**Required action A**
Name every bacterial order mentioned in the COPLA benchmarking passage.
**Required action B**
Repeat the COPLA benchmarking passage between "COPLA accuracy for" and "(96%) 966 (97%)", inclusive.

**Extract to read**
################
COPLA performance was benchmarked by carrying out two complementary validation tests. First, to assess COPLA accuracy, we randomly removed 1000 plasmids from the 9894-plasmid set in the curated reference database (RefSeq84). COPLA was run using each of these plasmids as query. A summary of the results is shown in Table 1, while the individual output and scores are shown in Additional File 2. As can be observed, COPLA correctly assigns 94% of the plasmids in the test set. The main source of error was in the assignation of plasmids that belong to PTUs with low intracluster density (due to the existence of subclusters, as occurs in PTUs such as PTU-FE or PTU-FK), since the clustering algorithm is especially sensitive to variations in the constituent members of these clusters, as expected. Even with this caveat, COPLA only failed 6% of the times, so it can be considered as robust, accurate and consistent to the ground truth. Second, to assess the confidence of COPLA predictions, we randomly selected 1000 plasmids uploaded to NCBI after RefSeq84 was released (see Table 2) and run COPLA with each of these plasmids as query. The test set was obtained by downloading the RefSeq200 release (23,309 plasmid sequences), and removing those plasmid sequences already present in RefSeq84. A second filtering step was added, to eliminate sequences corresponding to genomic regions (NG_sequences in the NCBI notation) and incomplete sequences, which eliminated an additional 301 sequences. Additional file 3 lists the plasmids removed along with the rationale for their exclusion. After the filtering steps, a curated set of 12,561 new plasmids was obtained, from which 1000 were randomly chosen to evaluate COPLA.

Table 1.

COPLA accuracy for a set of 1000 plasmids

Outcome Enterobacterales Lactobacillales Bacillales All samples
PTU correctly assigned 230 (89%) 88 (92%) 107 (94%) 935 (94%)
Cluster reconstructeda 4 (2%) 5 (5%) 3 (3%) 31 (3%)
Total correct predictions 234 (91%) 93 (97%) 110 (96%) 966 (97%)

1000 plasmids were randomly removed from the reference dataset (RefSeq84), consisting on 9894 plasmids. COPLA was run using each of these plasmids as query. The table indicates the number of cases (and percentage) for each prediction outcome for all samples and selected bacterial orders. The individual results can be found in Additional file 2

aAs a result of the elimination of 1000 plasmids from the RefSeq84 sHSBM network, some PTUs containing 4–5 members fell below the threshold for PTU definition (at least four members). Thus, when a plasmid was assigned to one of these clusters, a PTU assignation did not follow (or resulted in a “new PTU assignation”), but in fact the result was correct, since the plasmid was assigned to the correct cluster

Table 2.

Benchmark for 1000 new plasmids of RefSeq200 dataset for the most abundant bacterial orders

Outcome Enterobacterales Lactobacillales Bacillales All samples
PTU assigned
 Cases 259 (63%) 40 (46%) 25 (30%) 408 (41%)
 Score [0.98 ± 0.06] [0.94 ± 0.11] [0.96 ± 0.1] [0.97 ± 0.08]
New PTU
 Cases 19 (5%) 6 (7%) 2 (2%) 41 (4%)
 Score [0.84 ± 0.22] [0.89 ± 0.17] [0.75 ± 0.35] [0.83 ± 0.24]
Not assigned
 Cases 131 (32%) 41 (47%) 55 (67%) 551 (55%)
################
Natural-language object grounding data
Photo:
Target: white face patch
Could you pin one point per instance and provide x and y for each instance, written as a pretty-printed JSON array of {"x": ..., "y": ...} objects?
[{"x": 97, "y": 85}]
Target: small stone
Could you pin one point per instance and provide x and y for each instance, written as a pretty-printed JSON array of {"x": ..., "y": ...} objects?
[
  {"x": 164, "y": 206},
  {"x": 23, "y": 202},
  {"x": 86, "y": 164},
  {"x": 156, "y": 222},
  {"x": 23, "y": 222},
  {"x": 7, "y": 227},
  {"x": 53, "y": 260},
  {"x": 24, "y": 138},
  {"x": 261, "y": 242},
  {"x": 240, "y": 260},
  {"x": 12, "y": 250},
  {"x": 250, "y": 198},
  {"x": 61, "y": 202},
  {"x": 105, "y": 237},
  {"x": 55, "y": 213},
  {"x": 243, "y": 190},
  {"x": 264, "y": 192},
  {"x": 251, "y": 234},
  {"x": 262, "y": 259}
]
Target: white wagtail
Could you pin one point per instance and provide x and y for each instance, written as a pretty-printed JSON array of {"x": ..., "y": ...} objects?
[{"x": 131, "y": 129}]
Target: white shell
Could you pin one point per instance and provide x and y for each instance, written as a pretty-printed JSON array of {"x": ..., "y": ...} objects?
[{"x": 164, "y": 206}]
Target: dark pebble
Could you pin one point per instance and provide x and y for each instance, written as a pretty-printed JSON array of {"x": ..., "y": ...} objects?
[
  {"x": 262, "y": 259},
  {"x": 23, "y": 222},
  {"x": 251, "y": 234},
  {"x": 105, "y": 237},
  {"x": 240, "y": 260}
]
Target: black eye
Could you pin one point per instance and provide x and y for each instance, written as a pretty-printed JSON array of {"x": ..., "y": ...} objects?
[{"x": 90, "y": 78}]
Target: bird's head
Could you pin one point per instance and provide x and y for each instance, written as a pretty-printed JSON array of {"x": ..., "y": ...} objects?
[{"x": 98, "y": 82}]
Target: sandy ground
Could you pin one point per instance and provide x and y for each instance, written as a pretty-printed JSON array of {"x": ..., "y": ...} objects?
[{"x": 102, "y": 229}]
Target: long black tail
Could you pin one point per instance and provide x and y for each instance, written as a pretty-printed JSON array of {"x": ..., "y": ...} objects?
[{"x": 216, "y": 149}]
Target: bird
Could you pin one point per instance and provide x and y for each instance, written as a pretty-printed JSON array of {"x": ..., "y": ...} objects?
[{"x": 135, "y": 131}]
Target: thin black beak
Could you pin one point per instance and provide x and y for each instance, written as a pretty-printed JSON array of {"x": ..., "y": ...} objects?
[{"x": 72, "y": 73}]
################
**Exercise answer A**
Enterobacterales, Lactobacillales, Bacillales

**Exercise answer B**
COPLA accuracy for a set of 1000 plasmids

Outcome Enterobacterales Lactobacillales Bacillales All samples
PTU correctly assigned 230 (89%) 88 (92%) 107 (94%) 935 (94%)
Cluster reconstructeda 4 (2%) 5 (5%) 3 (3%) 31 (3%)
Total correct predictions 234 (91%) 93 (97%) 110 (96%) 966 (97%)